───── Supplied records

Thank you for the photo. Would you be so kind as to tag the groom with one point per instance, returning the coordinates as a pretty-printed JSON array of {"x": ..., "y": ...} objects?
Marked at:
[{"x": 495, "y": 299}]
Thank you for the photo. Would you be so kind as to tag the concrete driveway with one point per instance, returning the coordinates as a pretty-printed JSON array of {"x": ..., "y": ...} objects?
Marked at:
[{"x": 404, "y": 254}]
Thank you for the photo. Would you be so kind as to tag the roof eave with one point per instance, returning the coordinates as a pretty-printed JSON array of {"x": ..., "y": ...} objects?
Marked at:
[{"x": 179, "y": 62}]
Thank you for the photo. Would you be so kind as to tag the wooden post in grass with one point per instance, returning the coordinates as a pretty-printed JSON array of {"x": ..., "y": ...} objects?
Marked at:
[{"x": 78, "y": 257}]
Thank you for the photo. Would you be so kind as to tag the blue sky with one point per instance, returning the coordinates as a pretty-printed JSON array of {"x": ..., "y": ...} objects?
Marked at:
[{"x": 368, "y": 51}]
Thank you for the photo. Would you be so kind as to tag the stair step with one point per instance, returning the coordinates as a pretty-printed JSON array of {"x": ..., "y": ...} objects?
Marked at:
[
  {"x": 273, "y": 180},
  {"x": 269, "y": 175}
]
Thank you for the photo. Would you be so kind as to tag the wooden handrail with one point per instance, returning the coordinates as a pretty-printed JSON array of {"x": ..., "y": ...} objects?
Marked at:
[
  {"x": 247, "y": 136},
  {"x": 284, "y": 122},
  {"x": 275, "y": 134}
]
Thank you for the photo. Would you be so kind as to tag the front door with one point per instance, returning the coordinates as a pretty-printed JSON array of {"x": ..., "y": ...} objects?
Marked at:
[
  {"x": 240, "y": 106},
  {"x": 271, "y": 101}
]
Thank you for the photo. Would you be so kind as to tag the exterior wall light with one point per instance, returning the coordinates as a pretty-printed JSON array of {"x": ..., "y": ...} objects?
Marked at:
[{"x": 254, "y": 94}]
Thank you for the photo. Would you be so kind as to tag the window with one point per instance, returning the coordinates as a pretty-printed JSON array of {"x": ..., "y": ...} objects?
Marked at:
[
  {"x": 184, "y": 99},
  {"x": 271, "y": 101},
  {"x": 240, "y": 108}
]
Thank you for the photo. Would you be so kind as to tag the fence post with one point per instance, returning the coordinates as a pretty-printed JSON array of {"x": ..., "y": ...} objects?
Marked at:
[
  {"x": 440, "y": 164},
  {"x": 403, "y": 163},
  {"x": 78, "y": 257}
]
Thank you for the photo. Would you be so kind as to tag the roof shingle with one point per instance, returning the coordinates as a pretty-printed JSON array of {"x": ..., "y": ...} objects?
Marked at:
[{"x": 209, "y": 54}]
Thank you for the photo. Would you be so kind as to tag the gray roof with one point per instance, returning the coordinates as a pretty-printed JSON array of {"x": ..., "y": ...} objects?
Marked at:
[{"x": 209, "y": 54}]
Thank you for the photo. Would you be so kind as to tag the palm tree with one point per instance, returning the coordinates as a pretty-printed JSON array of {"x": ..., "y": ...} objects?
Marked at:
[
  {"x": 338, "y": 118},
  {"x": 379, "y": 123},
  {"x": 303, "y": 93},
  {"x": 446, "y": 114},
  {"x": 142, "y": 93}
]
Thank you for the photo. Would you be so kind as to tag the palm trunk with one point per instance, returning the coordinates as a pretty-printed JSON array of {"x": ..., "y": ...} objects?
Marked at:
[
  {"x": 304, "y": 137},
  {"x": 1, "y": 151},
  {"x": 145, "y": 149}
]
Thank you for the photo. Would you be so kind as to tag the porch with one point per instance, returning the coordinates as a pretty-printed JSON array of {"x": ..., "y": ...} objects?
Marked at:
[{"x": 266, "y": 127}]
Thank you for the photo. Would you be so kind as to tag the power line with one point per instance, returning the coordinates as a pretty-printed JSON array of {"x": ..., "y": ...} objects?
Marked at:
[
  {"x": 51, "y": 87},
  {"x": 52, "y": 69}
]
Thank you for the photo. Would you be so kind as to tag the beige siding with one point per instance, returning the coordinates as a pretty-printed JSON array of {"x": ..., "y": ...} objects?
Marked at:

──────────

## Prompt
Word for word, return all of the records.

## Expected answer
Thank you for the photo. Would you be so kind as to tag the groom with one point per instance, returning the coordinates as a pretty-printed JSON array of {"x": ..., "y": ...} objects?
Marked at:
[{"x": 495, "y": 299}]
Thank you for the photo. Would you be so kind as to tag the concrete driveway with one point per instance, returning the coordinates as a pretty-printed JSON array of {"x": ..., "y": ...} objects?
Marked at:
[{"x": 404, "y": 254}]
Thank you for the photo. Would you be so kind as to tag the roof eave with one point per instance, returning the coordinates as a pretty-printed JSON array of {"x": ..., "y": ...} objects?
Marked at:
[{"x": 179, "y": 62}]
Thank you for the photo. Would you be so kind as to tag the wooden post in grass with one point per instance, returning the coordinates as a pretty-printed JSON array of {"x": ..., "y": ...} objects?
Marked at:
[{"x": 78, "y": 257}]
Thank you for the photo. Would you be so kind as to tag the blue sky with one point per instance, returning the coordinates as a pretty-printed JSON array of {"x": ..., "y": ...} objects?
Marked at:
[{"x": 368, "y": 51}]
Thank you for the photo. Would you be so kind as to tag the stair step with one point per instance, returning the coordinates as a pretty-printed JSON array of {"x": ..., "y": ...} objects?
Marked at:
[
  {"x": 273, "y": 180},
  {"x": 269, "y": 175}
]
Thank you for the photo. Would you be so kind as to tag the wooden handrail with one point per instance, returning the coordinates as a pretty-printed JSON array of {"x": ..., "y": ...} objects?
Marked at:
[
  {"x": 247, "y": 136},
  {"x": 284, "y": 122},
  {"x": 275, "y": 134}
]
Thank you for the photo. Would you be so kind as to tag the front door with one point per instance, returning the coordinates as a pretty-printed JSON array of {"x": ..., "y": ...} objects?
Marked at:
[
  {"x": 240, "y": 106},
  {"x": 271, "y": 101}
]
Thank you for the photo. Would you be so kind as to tag the exterior wall light with one point per instance, returning the coordinates as a pretty-printed JSON array of {"x": ..., "y": ...} objects?
Marked at:
[{"x": 254, "y": 94}]
Thank you for the photo. Would you be so kind as to tag the window with one point per instance, returning the coordinates as a pretty-printed JSON array of {"x": ..., "y": ...} objects?
Marked at:
[
  {"x": 184, "y": 99},
  {"x": 271, "y": 101},
  {"x": 240, "y": 108}
]
Thank you for the photo. Would you be so kind as to tag the fence post with one point per instance, returning the coordinates as a pretty-printed JSON array of {"x": ..., "y": ...} objects?
Marked at:
[
  {"x": 440, "y": 164},
  {"x": 403, "y": 163},
  {"x": 78, "y": 257}
]
Thank you for the photo. Would you be so kind as to tag the roof shingle with one point per instance, returning the coordinates as a pretty-printed JSON array of {"x": ..., "y": ...} objects?
Marked at:
[{"x": 209, "y": 54}]
Thank you for the photo. Would you be so kind as to tag the gray roof with one point per instance, returning the coordinates as a pretty-printed JSON array of {"x": ..., "y": ...} objects?
Marked at:
[{"x": 209, "y": 54}]
Thank you for the photo. Would you be so kind as to tag the palm tree with one point per instance, returning the coordinates as a pretty-printed JSON array of {"x": ..., "y": ...} objects?
Marked at:
[
  {"x": 338, "y": 118},
  {"x": 379, "y": 123},
  {"x": 303, "y": 93},
  {"x": 446, "y": 114},
  {"x": 142, "y": 93}
]
Thank you for the photo. Would you be so kind as to tag the palm trunk with one point per instance, returning the coordinates as a pretty-printed JSON array of {"x": ..., "y": ...} objects?
Marked at:
[
  {"x": 304, "y": 137},
  {"x": 1, "y": 151},
  {"x": 145, "y": 149}
]
Thank you for the photo. Would you be so kind as to tag the porch with one point per instance, returning the coordinates as a pretty-printed JSON array of {"x": ..., "y": ...} objects?
Marked at:
[{"x": 266, "y": 127}]
Thank you for the photo. Would you be so kind as to tag the power line with one point per instance, returning the coordinates as a pretty-printed JSON array of {"x": ..., "y": ...} objects?
Marked at:
[
  {"x": 51, "y": 87},
  {"x": 52, "y": 69}
]
Thank you for the photo. Would you be so kind as to tag the beige siding with one point per instance, returning the coordinates as a pretty-printed JSON array of {"x": ..., "y": ...} objects?
Marked at:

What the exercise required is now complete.